ASSIGNED TASK =
How do the lines below between the ones holding "Target: woman in floral dress" and "Every instance gets one point. Tag the person's", inclusive, read? Give them again exactly, with no other lines.

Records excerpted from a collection

++++

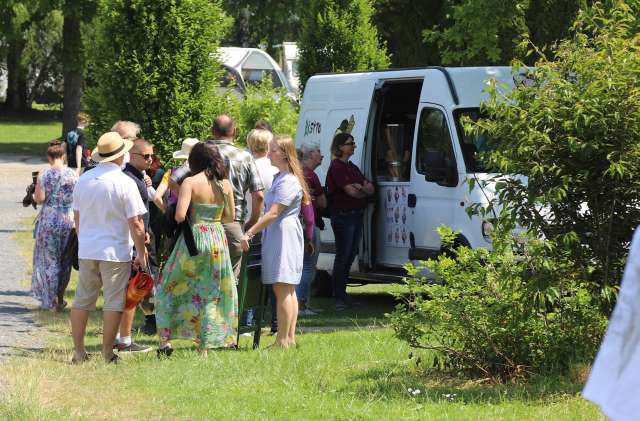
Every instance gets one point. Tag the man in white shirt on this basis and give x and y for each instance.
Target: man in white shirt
(108, 216)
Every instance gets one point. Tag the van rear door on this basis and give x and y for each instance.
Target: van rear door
(332, 104)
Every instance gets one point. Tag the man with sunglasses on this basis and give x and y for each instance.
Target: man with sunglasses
(140, 160)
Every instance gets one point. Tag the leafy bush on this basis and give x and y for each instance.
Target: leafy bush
(501, 314)
(152, 63)
(263, 102)
(339, 36)
(575, 134)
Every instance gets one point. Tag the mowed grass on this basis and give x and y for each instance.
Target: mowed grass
(362, 373)
(28, 133)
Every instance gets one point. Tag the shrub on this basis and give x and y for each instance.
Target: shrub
(152, 63)
(263, 102)
(502, 314)
(574, 133)
(339, 36)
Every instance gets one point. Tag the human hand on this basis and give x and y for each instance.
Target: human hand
(244, 242)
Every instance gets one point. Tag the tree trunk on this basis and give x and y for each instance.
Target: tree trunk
(73, 69)
(16, 78)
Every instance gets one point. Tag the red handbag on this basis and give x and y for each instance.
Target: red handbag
(140, 285)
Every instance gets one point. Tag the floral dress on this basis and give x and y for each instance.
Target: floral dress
(196, 297)
(54, 224)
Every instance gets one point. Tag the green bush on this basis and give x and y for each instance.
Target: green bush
(339, 36)
(151, 62)
(574, 133)
(502, 314)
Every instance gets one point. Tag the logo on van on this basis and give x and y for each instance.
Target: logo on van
(346, 125)
(311, 127)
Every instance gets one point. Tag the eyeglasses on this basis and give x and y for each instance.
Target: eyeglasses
(146, 156)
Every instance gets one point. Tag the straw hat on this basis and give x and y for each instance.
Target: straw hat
(110, 146)
(187, 144)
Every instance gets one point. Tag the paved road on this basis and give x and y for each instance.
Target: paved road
(17, 321)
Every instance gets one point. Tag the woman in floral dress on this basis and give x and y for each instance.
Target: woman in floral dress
(51, 271)
(196, 296)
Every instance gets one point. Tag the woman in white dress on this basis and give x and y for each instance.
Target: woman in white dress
(282, 239)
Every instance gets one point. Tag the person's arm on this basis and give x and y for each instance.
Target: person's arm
(78, 158)
(266, 219)
(229, 213)
(39, 194)
(136, 228)
(184, 198)
(257, 202)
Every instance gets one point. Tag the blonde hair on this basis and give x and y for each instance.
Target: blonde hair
(258, 140)
(289, 148)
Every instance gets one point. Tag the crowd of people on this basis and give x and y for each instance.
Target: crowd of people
(189, 227)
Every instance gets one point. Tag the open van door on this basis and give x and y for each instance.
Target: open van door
(434, 198)
(331, 107)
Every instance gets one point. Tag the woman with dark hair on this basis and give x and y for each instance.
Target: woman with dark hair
(348, 190)
(196, 296)
(51, 271)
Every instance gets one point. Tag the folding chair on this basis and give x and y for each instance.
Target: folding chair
(252, 295)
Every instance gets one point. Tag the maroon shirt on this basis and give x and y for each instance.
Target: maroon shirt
(339, 175)
(315, 189)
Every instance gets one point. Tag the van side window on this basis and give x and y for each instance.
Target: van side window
(434, 141)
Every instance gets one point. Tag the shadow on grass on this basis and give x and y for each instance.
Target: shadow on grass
(393, 381)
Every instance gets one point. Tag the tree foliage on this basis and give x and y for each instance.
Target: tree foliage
(153, 63)
(574, 132)
(338, 36)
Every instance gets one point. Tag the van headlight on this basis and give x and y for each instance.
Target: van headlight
(487, 230)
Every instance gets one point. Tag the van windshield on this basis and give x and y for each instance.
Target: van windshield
(473, 146)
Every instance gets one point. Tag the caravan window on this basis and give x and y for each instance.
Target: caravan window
(434, 140)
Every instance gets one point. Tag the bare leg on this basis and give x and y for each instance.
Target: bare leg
(79, 320)
(127, 322)
(283, 306)
(291, 336)
(111, 320)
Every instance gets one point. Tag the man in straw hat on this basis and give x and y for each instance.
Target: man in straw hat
(108, 215)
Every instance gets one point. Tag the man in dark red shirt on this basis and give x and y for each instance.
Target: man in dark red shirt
(348, 190)
(311, 158)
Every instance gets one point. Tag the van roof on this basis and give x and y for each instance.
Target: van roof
(463, 82)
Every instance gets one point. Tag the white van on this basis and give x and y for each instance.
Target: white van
(246, 66)
(411, 145)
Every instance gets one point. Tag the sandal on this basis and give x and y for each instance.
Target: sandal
(164, 352)
(86, 357)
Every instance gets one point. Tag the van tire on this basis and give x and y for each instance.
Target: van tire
(321, 285)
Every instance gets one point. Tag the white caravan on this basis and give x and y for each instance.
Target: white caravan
(248, 66)
(411, 144)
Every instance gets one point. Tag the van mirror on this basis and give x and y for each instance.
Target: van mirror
(438, 171)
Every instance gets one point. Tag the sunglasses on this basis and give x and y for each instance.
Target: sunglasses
(144, 155)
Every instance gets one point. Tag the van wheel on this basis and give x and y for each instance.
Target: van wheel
(321, 285)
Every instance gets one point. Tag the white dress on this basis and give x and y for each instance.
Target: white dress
(282, 240)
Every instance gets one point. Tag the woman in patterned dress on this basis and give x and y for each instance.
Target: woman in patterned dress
(54, 189)
(196, 296)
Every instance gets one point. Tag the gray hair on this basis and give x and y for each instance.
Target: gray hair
(307, 148)
(126, 129)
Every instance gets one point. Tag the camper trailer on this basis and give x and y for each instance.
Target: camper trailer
(246, 66)
(412, 146)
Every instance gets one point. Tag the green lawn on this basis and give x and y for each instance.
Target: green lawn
(28, 133)
(360, 374)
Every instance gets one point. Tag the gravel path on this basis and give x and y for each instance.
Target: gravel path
(17, 321)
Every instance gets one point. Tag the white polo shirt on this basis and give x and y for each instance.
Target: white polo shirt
(106, 198)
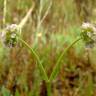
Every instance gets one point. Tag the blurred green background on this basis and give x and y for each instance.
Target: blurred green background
(19, 74)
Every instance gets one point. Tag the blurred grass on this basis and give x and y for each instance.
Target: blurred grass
(19, 74)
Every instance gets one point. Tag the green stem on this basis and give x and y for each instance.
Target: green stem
(58, 65)
(4, 12)
(48, 88)
(42, 70)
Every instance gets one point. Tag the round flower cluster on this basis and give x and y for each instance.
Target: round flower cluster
(88, 34)
(9, 35)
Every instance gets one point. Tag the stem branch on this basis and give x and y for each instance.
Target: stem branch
(57, 66)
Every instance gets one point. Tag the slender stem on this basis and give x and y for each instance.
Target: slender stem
(42, 70)
(4, 12)
(48, 88)
(25, 19)
(57, 67)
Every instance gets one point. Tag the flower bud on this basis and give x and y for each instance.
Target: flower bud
(9, 35)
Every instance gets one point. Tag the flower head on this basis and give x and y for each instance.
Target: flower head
(9, 35)
(88, 34)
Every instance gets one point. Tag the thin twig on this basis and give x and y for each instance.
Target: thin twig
(24, 20)
(4, 12)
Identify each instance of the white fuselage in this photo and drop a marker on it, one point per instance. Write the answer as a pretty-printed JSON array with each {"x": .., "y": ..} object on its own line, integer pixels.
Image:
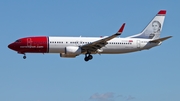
[{"x": 114, "y": 46}]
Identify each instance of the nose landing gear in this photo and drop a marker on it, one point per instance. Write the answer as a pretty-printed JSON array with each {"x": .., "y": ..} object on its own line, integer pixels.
[
  {"x": 88, "y": 57},
  {"x": 24, "y": 57}
]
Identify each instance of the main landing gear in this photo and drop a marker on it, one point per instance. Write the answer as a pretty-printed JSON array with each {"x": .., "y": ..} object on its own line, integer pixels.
[{"x": 88, "y": 57}]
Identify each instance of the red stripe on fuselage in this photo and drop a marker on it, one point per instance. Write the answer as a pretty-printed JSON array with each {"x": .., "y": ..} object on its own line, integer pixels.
[{"x": 37, "y": 44}]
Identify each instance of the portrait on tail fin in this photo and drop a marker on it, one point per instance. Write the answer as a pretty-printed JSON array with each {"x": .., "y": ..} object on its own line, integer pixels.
[{"x": 156, "y": 27}]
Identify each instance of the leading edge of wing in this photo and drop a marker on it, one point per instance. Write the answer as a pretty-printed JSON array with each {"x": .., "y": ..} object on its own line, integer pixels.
[{"x": 102, "y": 42}]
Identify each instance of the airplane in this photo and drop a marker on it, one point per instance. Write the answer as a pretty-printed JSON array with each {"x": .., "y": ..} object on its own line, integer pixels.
[{"x": 70, "y": 47}]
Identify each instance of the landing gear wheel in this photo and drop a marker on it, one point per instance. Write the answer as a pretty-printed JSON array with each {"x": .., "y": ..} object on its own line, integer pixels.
[
  {"x": 86, "y": 59},
  {"x": 90, "y": 57},
  {"x": 24, "y": 57}
]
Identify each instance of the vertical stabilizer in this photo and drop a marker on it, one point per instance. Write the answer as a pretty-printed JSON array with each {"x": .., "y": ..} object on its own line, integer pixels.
[{"x": 153, "y": 29}]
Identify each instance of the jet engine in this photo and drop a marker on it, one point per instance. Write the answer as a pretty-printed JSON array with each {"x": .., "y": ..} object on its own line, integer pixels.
[{"x": 71, "y": 52}]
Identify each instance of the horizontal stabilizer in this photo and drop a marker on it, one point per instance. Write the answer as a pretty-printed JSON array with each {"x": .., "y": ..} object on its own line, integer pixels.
[{"x": 161, "y": 39}]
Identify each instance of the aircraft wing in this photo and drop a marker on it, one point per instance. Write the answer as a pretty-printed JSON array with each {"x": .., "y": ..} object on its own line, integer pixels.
[
  {"x": 92, "y": 47},
  {"x": 160, "y": 39}
]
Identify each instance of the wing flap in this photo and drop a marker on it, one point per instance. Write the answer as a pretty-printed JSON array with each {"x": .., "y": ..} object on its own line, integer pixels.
[{"x": 161, "y": 39}]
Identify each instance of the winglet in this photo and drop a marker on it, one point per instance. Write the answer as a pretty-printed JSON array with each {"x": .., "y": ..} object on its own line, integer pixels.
[
  {"x": 162, "y": 12},
  {"x": 121, "y": 29}
]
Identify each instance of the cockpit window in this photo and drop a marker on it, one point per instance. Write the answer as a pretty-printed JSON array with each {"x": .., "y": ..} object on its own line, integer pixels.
[{"x": 18, "y": 41}]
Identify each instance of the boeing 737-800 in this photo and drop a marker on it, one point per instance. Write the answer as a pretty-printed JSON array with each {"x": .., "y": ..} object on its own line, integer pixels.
[{"x": 70, "y": 47}]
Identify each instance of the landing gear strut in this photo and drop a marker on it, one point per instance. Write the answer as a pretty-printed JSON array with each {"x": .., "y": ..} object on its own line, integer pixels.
[
  {"x": 24, "y": 57},
  {"x": 88, "y": 57}
]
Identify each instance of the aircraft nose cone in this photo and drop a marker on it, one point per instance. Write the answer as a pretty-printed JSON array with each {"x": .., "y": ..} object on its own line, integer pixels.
[{"x": 10, "y": 46}]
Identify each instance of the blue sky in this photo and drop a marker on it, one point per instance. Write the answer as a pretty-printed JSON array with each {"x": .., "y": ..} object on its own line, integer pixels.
[{"x": 151, "y": 75}]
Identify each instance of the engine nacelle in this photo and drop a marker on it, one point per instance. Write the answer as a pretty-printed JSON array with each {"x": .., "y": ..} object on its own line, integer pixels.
[
  {"x": 67, "y": 55},
  {"x": 71, "y": 52}
]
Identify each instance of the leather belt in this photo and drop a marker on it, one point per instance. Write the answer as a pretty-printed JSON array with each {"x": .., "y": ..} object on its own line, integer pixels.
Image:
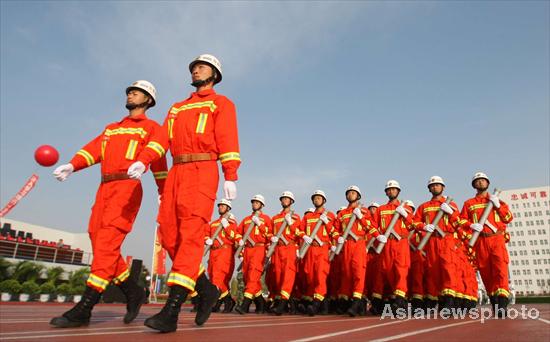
[
  {"x": 109, "y": 177},
  {"x": 193, "y": 157}
]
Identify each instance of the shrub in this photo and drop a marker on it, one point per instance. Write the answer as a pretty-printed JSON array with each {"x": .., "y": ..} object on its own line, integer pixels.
[{"x": 10, "y": 286}]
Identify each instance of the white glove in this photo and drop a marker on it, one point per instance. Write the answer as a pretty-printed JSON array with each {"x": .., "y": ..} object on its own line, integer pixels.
[
  {"x": 230, "y": 190},
  {"x": 357, "y": 212},
  {"x": 429, "y": 228},
  {"x": 401, "y": 211},
  {"x": 288, "y": 219},
  {"x": 477, "y": 227},
  {"x": 446, "y": 208},
  {"x": 136, "y": 170},
  {"x": 495, "y": 200},
  {"x": 63, "y": 172},
  {"x": 256, "y": 220}
]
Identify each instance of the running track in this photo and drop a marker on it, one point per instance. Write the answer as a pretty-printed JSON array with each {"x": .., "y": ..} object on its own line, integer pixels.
[{"x": 29, "y": 322}]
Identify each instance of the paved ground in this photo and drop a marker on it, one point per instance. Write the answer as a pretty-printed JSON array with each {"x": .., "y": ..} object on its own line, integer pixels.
[{"x": 29, "y": 322}]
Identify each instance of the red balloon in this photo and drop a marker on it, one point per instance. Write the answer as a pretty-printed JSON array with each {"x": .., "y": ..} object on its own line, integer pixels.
[{"x": 46, "y": 155}]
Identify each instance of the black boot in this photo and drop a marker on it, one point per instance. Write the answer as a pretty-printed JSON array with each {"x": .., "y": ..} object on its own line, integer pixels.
[
  {"x": 245, "y": 305},
  {"x": 167, "y": 319},
  {"x": 135, "y": 296},
  {"x": 208, "y": 295},
  {"x": 228, "y": 304},
  {"x": 280, "y": 308},
  {"x": 80, "y": 314},
  {"x": 313, "y": 308}
]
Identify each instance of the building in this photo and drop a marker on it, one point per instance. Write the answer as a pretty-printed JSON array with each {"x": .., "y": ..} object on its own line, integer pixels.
[{"x": 529, "y": 246}]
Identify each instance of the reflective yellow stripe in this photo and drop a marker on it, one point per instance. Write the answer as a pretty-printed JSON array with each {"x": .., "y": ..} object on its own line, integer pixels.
[
  {"x": 201, "y": 124},
  {"x": 225, "y": 157},
  {"x": 87, "y": 156},
  {"x": 155, "y": 146},
  {"x": 122, "y": 130},
  {"x": 208, "y": 104},
  {"x": 160, "y": 174},
  {"x": 131, "y": 151}
]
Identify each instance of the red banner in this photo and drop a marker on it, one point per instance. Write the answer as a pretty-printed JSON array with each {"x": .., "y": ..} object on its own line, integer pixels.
[{"x": 22, "y": 193}]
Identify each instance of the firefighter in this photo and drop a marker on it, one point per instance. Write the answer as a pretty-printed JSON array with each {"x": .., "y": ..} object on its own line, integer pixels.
[
  {"x": 490, "y": 248},
  {"x": 316, "y": 263},
  {"x": 118, "y": 199},
  {"x": 254, "y": 253},
  {"x": 199, "y": 131},
  {"x": 284, "y": 257},
  {"x": 441, "y": 274},
  {"x": 221, "y": 261},
  {"x": 354, "y": 254},
  {"x": 395, "y": 257}
]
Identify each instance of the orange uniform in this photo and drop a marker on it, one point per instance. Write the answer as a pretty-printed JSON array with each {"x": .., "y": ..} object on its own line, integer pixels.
[
  {"x": 283, "y": 260},
  {"x": 354, "y": 253},
  {"x": 254, "y": 255},
  {"x": 315, "y": 263},
  {"x": 440, "y": 270},
  {"x": 395, "y": 257},
  {"x": 118, "y": 198},
  {"x": 490, "y": 248},
  {"x": 221, "y": 261},
  {"x": 199, "y": 131}
]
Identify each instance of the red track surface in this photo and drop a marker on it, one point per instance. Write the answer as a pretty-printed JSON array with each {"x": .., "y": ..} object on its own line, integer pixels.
[{"x": 29, "y": 322}]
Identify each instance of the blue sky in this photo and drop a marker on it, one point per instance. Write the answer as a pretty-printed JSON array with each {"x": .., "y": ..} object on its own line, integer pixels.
[{"x": 328, "y": 94}]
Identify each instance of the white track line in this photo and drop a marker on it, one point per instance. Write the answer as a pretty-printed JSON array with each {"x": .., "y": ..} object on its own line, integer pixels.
[
  {"x": 343, "y": 332},
  {"x": 422, "y": 331}
]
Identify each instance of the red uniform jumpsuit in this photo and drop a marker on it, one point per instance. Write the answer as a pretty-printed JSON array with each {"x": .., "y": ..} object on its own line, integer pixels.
[
  {"x": 490, "y": 248},
  {"x": 118, "y": 198},
  {"x": 199, "y": 131},
  {"x": 283, "y": 260},
  {"x": 440, "y": 252},
  {"x": 315, "y": 263},
  {"x": 354, "y": 253},
  {"x": 395, "y": 257},
  {"x": 253, "y": 258},
  {"x": 222, "y": 261}
]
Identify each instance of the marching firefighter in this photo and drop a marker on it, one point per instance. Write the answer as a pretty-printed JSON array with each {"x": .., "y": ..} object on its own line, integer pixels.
[
  {"x": 441, "y": 280},
  {"x": 221, "y": 261},
  {"x": 315, "y": 262},
  {"x": 199, "y": 131},
  {"x": 354, "y": 254},
  {"x": 253, "y": 233},
  {"x": 490, "y": 248},
  {"x": 395, "y": 258},
  {"x": 118, "y": 199},
  {"x": 284, "y": 258}
]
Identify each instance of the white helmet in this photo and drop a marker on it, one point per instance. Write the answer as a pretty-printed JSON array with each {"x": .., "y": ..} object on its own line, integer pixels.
[
  {"x": 319, "y": 193},
  {"x": 392, "y": 184},
  {"x": 479, "y": 175},
  {"x": 210, "y": 60},
  {"x": 374, "y": 204},
  {"x": 436, "y": 180},
  {"x": 354, "y": 188},
  {"x": 145, "y": 86},
  {"x": 226, "y": 202},
  {"x": 258, "y": 198},
  {"x": 287, "y": 194}
]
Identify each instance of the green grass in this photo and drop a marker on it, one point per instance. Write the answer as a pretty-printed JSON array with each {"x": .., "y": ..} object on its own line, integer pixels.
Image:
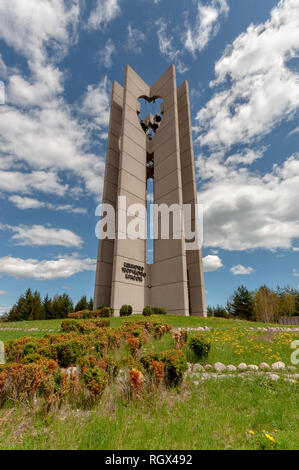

++++

TASK RESPONSE =
Target: woman in floral dress
(51, 271)
(196, 296)
Every instance gets one point. Tag the woman in white dress on this basis and give x and y for each instance.
Target: woman in white dress
(282, 239)
Every instance gets one point. Tag the person's arm on this basis and give x and y for each instance.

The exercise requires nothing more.